** What is being asked **
Locate every line in the entries below that contains the word "blue", and copy each of those lines.

** Supplied information **
────────────────────────────────────────

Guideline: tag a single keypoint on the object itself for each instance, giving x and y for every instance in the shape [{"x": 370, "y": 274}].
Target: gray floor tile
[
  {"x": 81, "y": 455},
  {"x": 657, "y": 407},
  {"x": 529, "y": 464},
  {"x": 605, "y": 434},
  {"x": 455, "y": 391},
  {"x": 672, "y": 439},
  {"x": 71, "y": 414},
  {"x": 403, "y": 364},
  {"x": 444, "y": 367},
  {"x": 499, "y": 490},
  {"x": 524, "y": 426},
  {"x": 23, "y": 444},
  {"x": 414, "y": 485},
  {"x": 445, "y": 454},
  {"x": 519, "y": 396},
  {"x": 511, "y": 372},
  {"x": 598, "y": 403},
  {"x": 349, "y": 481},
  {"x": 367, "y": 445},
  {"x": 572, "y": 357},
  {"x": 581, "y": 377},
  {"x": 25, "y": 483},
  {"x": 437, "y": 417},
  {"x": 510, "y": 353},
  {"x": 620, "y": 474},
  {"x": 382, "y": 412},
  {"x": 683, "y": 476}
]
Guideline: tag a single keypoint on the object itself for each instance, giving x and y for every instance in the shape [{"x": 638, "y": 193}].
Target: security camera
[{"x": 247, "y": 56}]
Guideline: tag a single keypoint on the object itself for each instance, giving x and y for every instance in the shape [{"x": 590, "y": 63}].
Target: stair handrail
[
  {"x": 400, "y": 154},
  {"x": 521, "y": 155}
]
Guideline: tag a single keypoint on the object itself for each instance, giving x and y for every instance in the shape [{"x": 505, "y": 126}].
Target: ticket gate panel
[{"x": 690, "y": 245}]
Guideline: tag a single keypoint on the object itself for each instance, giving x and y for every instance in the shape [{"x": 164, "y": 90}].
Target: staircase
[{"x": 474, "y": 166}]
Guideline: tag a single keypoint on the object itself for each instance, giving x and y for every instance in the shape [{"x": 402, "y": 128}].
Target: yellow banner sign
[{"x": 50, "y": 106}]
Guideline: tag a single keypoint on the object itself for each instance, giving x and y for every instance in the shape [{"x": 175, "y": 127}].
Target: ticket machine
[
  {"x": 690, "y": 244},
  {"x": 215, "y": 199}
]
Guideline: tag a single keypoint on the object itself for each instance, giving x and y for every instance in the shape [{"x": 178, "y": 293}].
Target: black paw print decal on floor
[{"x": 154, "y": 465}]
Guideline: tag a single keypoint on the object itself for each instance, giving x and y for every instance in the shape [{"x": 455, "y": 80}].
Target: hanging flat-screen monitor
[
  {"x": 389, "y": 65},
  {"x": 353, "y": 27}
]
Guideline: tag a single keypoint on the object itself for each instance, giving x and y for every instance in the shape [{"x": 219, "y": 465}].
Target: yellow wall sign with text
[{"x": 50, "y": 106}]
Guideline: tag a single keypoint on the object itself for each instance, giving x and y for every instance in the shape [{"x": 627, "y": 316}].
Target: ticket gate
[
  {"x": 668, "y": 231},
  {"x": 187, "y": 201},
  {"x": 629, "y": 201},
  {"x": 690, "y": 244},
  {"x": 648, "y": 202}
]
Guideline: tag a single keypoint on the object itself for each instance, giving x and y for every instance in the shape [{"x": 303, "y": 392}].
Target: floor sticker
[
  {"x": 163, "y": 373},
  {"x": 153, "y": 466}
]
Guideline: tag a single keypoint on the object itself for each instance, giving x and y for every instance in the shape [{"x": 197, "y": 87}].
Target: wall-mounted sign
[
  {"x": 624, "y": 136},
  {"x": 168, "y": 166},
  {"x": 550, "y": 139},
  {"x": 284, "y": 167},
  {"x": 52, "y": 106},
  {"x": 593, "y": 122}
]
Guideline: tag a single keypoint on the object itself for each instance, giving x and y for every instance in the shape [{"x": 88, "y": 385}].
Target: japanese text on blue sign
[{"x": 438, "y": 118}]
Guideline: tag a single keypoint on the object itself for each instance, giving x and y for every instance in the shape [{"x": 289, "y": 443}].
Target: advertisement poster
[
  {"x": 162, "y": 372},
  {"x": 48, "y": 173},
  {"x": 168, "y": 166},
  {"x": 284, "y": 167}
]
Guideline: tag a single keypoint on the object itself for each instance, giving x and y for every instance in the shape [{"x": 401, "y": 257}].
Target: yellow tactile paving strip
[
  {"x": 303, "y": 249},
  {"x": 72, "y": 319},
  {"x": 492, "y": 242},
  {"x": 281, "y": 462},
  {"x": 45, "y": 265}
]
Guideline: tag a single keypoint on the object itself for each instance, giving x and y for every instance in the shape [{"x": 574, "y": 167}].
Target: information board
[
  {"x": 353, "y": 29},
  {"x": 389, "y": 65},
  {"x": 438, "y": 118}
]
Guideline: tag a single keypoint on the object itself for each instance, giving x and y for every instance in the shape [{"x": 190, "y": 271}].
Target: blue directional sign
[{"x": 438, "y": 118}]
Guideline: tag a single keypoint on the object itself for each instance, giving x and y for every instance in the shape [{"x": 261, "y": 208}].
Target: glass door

────────────────────────────────────────

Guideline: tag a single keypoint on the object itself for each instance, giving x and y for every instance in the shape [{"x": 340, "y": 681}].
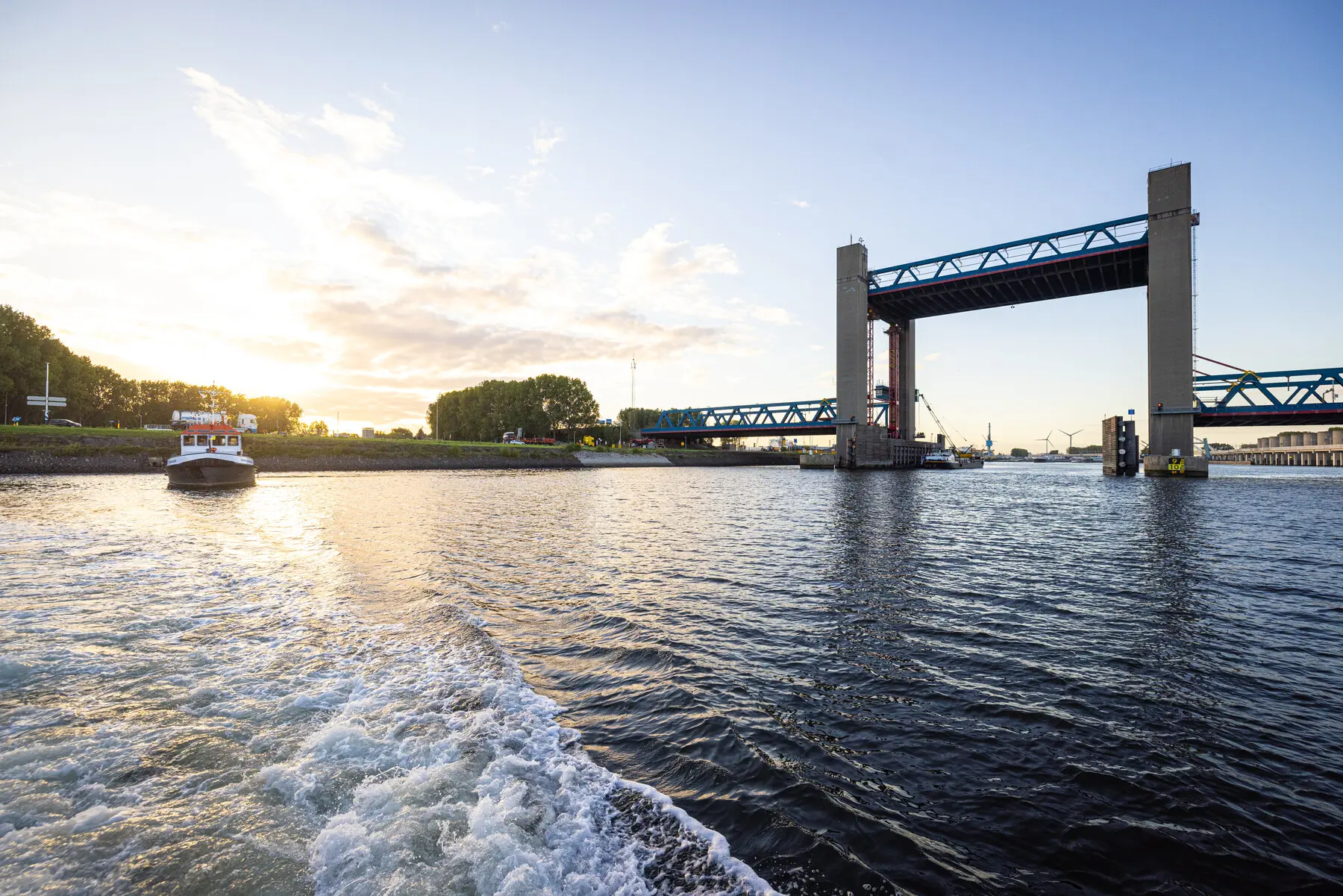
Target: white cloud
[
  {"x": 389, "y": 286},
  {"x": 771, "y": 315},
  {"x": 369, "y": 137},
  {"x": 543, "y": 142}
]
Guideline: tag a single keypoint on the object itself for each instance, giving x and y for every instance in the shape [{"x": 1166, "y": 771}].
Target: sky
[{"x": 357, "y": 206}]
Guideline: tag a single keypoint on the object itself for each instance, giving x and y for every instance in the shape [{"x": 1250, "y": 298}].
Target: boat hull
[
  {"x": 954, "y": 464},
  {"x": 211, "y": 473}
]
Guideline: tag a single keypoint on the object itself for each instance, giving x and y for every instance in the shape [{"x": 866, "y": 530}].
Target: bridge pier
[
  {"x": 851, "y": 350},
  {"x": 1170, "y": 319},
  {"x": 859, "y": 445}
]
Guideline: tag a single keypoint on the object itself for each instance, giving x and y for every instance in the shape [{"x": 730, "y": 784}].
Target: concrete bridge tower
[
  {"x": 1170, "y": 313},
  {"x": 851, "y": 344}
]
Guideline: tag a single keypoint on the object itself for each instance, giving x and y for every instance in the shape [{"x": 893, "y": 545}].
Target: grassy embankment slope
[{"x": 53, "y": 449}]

────────────────────────────────────────

** Final answer **
Target: japanese text on blue sign
Target: blue directional sign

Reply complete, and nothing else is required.